= CONSIGNES DE L'EXERCICE =
a) Citez le texte sur Abdallah Bounfour depuis « Abdallah Bounfour est » jusqu'à « questions du Journal. » inclus.
b) Répondez brièvement à ces questions d'après le texte sur Abdallah Bounfour :
(i) Dans quel établissement enseigne-t-il la littérature berbère ?
(ii) Avec quel festival collabore-t-il cette année ?
(iii) Quel mot a-t-il employé à Agadir pour qualifier le mouvement que connaît le Maroc ?

= TEXTE FOURNI =
Abdallah Bounfour est Professeur de littérature berbère à l’INALCO (Langues’O) à Paris. Il a beaucoup écrit sur les langues du Maghreb. Il effectue actuellement un séjour de recherche à Agadir, rattachée à l’Institut Français, partenaire du festival Timitar qui accueille cette semaine le Festival du film musical et une table-ronde sur "tachelhit, langue de création actuelle". Son ambition : « Je voudrais réaliser un livre sur ce mouvement, témoigner de ce que j’ai pu vivre de l’intérieur, lors de mes séjours, puisque je collabore à Timitar cette année ; je réalise actuellement des entretiens avec des acteurs de ce mouvement et j’observe ». Au milieu de ces entretiens, A. Bounfour répond à ces trois questions du Journal.
--Lors d’un récent débat que vous avez animé à Agadir sur « tachelhit », vous avez qualifié de « movida » le mouvement que connaît actuellement le Maroc. Vous avanciez comme argument la création qui semble foisonner en tachelhit. Mais est-ce suffisant pour parler de « movida » ?

= Données d'identification des positions =
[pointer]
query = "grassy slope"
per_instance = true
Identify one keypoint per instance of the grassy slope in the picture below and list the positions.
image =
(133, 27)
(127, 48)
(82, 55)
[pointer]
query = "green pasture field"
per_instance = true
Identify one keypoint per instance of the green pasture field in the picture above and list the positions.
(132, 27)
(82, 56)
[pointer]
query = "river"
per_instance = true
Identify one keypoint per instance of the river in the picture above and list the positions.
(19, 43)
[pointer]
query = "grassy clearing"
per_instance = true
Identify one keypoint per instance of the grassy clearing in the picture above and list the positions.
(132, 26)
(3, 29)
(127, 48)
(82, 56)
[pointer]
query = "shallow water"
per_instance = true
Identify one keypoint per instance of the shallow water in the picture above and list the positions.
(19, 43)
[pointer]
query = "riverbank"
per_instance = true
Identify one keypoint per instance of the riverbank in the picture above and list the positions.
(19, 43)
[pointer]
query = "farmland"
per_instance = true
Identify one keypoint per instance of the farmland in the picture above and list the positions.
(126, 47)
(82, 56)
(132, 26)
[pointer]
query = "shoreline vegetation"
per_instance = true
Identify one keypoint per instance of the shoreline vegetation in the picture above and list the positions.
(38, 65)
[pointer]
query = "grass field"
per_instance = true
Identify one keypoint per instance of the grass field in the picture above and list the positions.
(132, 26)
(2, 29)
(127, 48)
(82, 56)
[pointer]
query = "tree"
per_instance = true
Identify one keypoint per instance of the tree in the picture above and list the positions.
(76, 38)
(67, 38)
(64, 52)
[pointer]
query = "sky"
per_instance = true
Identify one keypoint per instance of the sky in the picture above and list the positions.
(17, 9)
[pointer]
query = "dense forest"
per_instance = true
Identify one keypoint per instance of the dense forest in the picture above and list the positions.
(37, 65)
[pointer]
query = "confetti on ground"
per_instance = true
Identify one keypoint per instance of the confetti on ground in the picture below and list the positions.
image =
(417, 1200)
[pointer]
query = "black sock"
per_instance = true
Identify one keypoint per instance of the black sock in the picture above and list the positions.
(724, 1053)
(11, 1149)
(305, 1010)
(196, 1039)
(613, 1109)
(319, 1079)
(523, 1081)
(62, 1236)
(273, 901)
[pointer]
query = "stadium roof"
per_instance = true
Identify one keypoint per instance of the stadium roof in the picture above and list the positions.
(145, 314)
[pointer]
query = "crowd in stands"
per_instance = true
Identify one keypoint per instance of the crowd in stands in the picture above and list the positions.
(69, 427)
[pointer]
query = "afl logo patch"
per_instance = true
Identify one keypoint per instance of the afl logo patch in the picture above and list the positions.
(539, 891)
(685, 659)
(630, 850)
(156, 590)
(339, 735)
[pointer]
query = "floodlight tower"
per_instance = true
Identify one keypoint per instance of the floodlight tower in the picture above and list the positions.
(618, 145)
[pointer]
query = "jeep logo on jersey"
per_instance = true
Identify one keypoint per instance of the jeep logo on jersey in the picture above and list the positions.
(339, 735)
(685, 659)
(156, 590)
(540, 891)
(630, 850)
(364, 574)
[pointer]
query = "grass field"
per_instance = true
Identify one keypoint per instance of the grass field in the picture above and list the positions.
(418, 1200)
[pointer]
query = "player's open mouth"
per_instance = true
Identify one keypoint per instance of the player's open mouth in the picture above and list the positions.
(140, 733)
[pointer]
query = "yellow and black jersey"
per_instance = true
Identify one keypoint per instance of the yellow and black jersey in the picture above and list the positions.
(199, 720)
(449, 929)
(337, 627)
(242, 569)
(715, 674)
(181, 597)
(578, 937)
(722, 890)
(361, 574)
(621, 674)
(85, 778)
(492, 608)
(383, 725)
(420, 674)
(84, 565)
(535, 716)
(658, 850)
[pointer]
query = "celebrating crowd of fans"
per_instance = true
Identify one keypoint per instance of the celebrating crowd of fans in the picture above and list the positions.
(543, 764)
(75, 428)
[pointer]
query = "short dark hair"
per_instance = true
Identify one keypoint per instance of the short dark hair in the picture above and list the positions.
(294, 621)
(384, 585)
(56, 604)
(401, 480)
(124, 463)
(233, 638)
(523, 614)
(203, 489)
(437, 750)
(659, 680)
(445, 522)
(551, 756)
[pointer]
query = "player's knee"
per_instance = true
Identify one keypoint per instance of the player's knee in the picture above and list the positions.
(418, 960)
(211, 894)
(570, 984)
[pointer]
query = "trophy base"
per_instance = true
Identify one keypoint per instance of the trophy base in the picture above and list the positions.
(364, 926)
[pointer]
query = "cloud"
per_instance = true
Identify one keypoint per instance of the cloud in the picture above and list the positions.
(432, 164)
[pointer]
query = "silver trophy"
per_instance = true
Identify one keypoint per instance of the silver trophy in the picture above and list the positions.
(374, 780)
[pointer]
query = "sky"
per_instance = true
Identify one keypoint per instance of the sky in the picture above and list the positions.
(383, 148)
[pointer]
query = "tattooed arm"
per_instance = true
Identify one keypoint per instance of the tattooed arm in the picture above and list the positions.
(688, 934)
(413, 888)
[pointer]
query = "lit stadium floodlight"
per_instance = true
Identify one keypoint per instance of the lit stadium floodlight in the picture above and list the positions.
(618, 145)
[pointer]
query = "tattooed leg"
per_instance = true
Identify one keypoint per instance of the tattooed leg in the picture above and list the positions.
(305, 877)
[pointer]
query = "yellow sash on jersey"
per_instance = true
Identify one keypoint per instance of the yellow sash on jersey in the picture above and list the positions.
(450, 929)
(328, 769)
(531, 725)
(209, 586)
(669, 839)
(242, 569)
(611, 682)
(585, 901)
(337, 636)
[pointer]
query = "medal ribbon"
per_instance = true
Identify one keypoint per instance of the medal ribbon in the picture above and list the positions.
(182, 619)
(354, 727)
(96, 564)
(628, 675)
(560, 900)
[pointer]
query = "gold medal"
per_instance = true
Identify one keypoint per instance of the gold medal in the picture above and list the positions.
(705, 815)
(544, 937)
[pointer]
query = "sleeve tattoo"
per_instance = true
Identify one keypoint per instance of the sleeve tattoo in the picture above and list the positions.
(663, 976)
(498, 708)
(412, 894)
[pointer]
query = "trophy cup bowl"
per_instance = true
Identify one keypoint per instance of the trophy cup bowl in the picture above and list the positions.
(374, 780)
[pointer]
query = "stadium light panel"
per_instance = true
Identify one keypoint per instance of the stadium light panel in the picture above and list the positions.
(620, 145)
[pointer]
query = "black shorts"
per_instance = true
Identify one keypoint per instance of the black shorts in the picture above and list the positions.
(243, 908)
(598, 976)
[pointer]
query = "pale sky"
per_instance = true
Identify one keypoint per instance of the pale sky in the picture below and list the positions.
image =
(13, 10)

= RÉPONSES =
a)
Abdallah Bounfour est Professeur de littérature berbère à l’INALCO (Langues’O) à Paris. Il a beaucoup écrit sur les langues du Maghreb. Il effectue actuellement un séjour de recherche à Agadir, rattachée à l’Institut Français, partenaire du festival Timitar qui accueille cette semaine le Festival du film musical et une table-ronde sur "tachelhit, langue de création actuelle". Son ambition : « Je voudrais réaliser un livre sur ce mouvement, témoigner de ce que j’ai pu vivre de l’intérieur, lors de mes séjours, puisque je collabore à Timitar cette année ; je réalise actuellement des entretiens avec des acteurs de ce mouvement et j’observe ». Au milieu de ces entretiens, A. Bounfour répond à ces trois questions du Journal.

b)
(i) À l'INALCO (Langues'O), à Paris.
(ii) Avec le festival Timitar.
(iii) « movida ».